▸ READING TEXT
By Aamer Madhani
May 19, 2015
CHICAGO — With prisons across the country struggling to deal with inmates with mental illness, officials here have turned to a clinical psychologist to lead the nation's second-largest jail.
Cook County Sheriff Tom Dart announced on Tuesday he has tapped Nneka Jones Tapia, 37, who currently oversees mental health strategy, to serve as the jail's executive director.
Tapia's appointment marks the first time a mental health professional has been appointed to head a major U.S. jail.
Cook County, which houses about 9,000 inmates on a daily basis, estimates roughly a third of its inmates are dealing with mental illness.
Dart has been outspoken in his concern about the criminal justice system's efforts to address the issue. In an interview with USA TODAY last year, he called the constant cycle of arrest and incarceration, mostly involving minor offenses and poor people who are unable to make bail, as the "criminalization of the mentally ill.''
"Jails have become the largest psychiatric institutes in (nearly) all of the states," Dart told USA TODAY on Tuesday, after announcing Tapia's appointment. "What a horrific statement that is about our society. Nneka is phenomenal. But when you have as much as 35% of your population that is mentally ill, it would probably be dereliction of duty not to have this issue have a high profile in your operations."
In 44 states, the largest institution housing people with severe psychiatric diseases is a prison or jail, according to the Treatment Advocacy Center, a group that pushes to eliminate barriers to treatment for the severely mentally ill.
The issue is stark in Illinois, particularly the Chicago area. The number of beds in Illinois-run psychiatric hospitals has fallen to about 1,500 from a peak of 35,000 in the 1960s, according to Dart's office.
The problem of mentally ill people filling up Cook County's jails became so persistent that Dart last year turned to Twitter to tally the cases. In one of the most disturbing cases, Dart said the jail had to outfit a 43-year-old man suffering bipolar disorder and schizophrenia with a hockey mask and thick gloves to keep from gouging his remaining eye out. He had ripped his other eye out of the socket before arriving at the jail because he said he did not want to see evil.

▸ PROBLEM DESCRIPTION
Please copy the article on the Cook County jail between "Cook County Sheriff" and "major U.S. jail.", inclusive, swapping "executive director" for "chief administrator". The records that come next are separate material, apart from the article on the Cook County jail.

▸ DATA EXCERPTS
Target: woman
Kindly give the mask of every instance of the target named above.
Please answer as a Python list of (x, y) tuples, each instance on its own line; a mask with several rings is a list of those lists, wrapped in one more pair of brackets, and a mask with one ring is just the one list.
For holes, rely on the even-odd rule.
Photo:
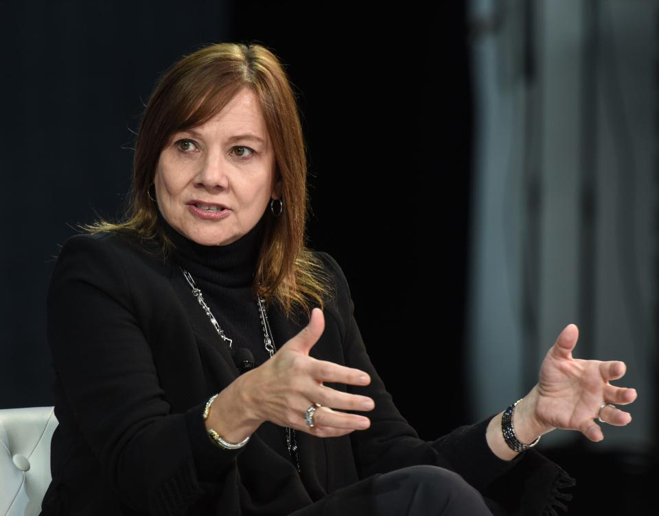
[(570, 325), (520, 402), (421, 441), (369, 359), (340, 267), (304, 247), (305, 173), (268, 49), (212, 45), (164, 74), (124, 221), (67, 240), (51, 280), (59, 426), (43, 515), (565, 506), (572, 479), (531, 447), (557, 428), (601, 441), (594, 418), (629, 423), (612, 404), (635, 391), (609, 384), (625, 365), (573, 359)]

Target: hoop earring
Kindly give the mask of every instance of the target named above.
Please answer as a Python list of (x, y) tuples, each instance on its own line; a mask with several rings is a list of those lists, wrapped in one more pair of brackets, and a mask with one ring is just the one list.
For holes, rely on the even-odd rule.
[[(275, 212), (275, 201), (279, 201), (279, 213)], [(273, 212), (273, 214), (275, 215), (275, 217), (279, 217), (279, 215), (281, 215), (281, 212), (284, 211), (284, 201), (282, 201), (281, 199), (271, 199), (270, 200), (270, 210)]]
[[(150, 199), (154, 202), (156, 202), (156, 199), (151, 197), (151, 187), (153, 185), (154, 185), (154, 183), (151, 183), (151, 184), (149, 185), (149, 189), (146, 191), (146, 195), (149, 196), (149, 199)], [(154, 193), (155, 193), (155, 191), (154, 191)]]

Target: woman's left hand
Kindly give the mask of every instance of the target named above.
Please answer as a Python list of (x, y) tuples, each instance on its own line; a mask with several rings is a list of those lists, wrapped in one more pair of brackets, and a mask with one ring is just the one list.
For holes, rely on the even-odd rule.
[(598, 442), (604, 439), (595, 422), (598, 417), (618, 426), (632, 421), (627, 412), (608, 405), (601, 410), (600, 407), (608, 403), (632, 403), (636, 391), (609, 383), (624, 376), (625, 363), (573, 358), (578, 338), (579, 330), (574, 324), (568, 325), (558, 336), (542, 362), (540, 381), (527, 397), (524, 412), (533, 419), (539, 434), (553, 428), (577, 430)]

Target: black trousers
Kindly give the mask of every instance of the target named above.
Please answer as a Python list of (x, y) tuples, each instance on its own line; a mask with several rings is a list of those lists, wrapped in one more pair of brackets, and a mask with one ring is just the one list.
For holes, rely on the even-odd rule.
[[(358, 484), (367, 483), (362, 480)], [(375, 516), (493, 516), (481, 493), (453, 471), (439, 466), (417, 465), (404, 467), (378, 476), (370, 484), (364, 497)], [(355, 491), (354, 485), (349, 488)], [(341, 490), (328, 495), (331, 499)], [(325, 502), (331, 500), (326, 500)], [(360, 505), (363, 500), (360, 500)], [(316, 502), (295, 511), (290, 516), (312, 516), (316, 514), (314, 506), (318, 505), (318, 514), (322, 505)], [(345, 514), (351, 514), (350, 507), (340, 506)], [(494, 504), (493, 504), (494, 507)]]

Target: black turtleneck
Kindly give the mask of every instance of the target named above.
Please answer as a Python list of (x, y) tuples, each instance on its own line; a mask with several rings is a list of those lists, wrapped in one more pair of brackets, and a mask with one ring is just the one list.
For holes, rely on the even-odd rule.
[[(230, 244), (203, 245), (179, 233), (158, 212), (160, 224), (176, 247), (174, 260), (201, 289), (220, 328), (233, 339), (233, 347), (247, 347), (252, 352), (255, 367), (270, 356), (264, 346), (259, 306), (252, 293), (267, 216), (266, 211), (251, 230)], [(192, 295), (192, 291), (189, 295)], [(211, 324), (209, 319), (208, 323)], [(279, 349), (284, 343), (277, 342), (277, 336), (274, 339)], [(219, 335), (218, 343), (227, 345)]]

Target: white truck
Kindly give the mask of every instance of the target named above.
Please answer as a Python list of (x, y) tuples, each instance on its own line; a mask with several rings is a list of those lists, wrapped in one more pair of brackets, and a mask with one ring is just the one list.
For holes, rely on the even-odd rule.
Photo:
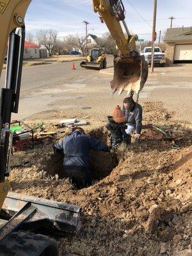
[[(145, 56), (145, 59), (149, 65), (151, 64), (152, 47), (145, 47), (141, 55)], [(159, 47), (156, 47), (154, 51), (154, 63), (159, 63), (161, 67), (164, 67), (165, 63), (164, 54)]]

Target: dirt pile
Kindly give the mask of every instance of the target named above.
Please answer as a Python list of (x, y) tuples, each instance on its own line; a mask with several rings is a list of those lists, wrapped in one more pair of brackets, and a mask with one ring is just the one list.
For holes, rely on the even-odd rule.
[[(93, 154), (94, 163), (99, 159), (111, 167), (107, 177), (90, 188), (78, 191), (55, 175), (55, 170), (51, 173), (51, 143), (14, 154), (12, 163), (29, 159), (33, 165), (12, 170), (12, 190), (83, 208), (81, 235), (56, 237), (61, 255), (65, 251), (82, 256), (191, 255), (191, 133), (172, 122), (173, 114), (160, 103), (147, 102), (144, 109), (144, 124), (174, 125), (178, 131), (186, 130), (182, 139), (122, 146), (116, 152), (116, 167), (113, 156)], [(99, 127), (92, 135), (106, 141), (107, 134)]]

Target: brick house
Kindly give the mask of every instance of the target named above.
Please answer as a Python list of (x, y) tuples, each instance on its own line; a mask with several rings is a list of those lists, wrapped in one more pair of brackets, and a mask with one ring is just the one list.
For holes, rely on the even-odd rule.
[(168, 28), (164, 42), (166, 44), (168, 64), (192, 63), (191, 27)]
[[(91, 54), (92, 49), (93, 48), (97, 47), (98, 44), (97, 40), (98, 40), (98, 37), (95, 35), (88, 34), (87, 35), (87, 48), (88, 48), (87, 51), (88, 54)], [(73, 47), (73, 51), (76, 51), (82, 53), (81, 49), (78, 47)]]

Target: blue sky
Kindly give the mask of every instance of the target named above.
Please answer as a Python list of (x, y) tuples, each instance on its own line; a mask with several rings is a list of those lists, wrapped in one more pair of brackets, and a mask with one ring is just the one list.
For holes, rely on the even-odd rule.
[[(139, 38), (151, 38), (154, 0), (129, 0), (145, 20), (129, 4), (123, 0), (126, 14), (125, 21), (133, 33)], [(157, 33), (165, 31), (170, 27), (173, 16), (173, 27), (192, 26), (192, 0), (157, 0)], [(97, 13), (92, 9), (92, 0), (33, 0), (26, 16), (27, 31), (35, 34), (40, 29), (52, 28), (63, 36), (70, 35), (84, 35), (82, 21), (90, 22), (88, 33), (100, 36), (108, 31), (105, 24), (100, 23)], [(94, 30), (92, 30), (93, 29)]]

▸ COMPLETED TASK
Cook County Sheriff Tom Dart announced on Tuesday he has tapped Nneka Jones Tapia, 37, who currently oversees mental health strategy, to serve as the jail's chief administrator.
Tapia's appointment marks the first time a mental health professional has been appointed to head a major U.S. jail.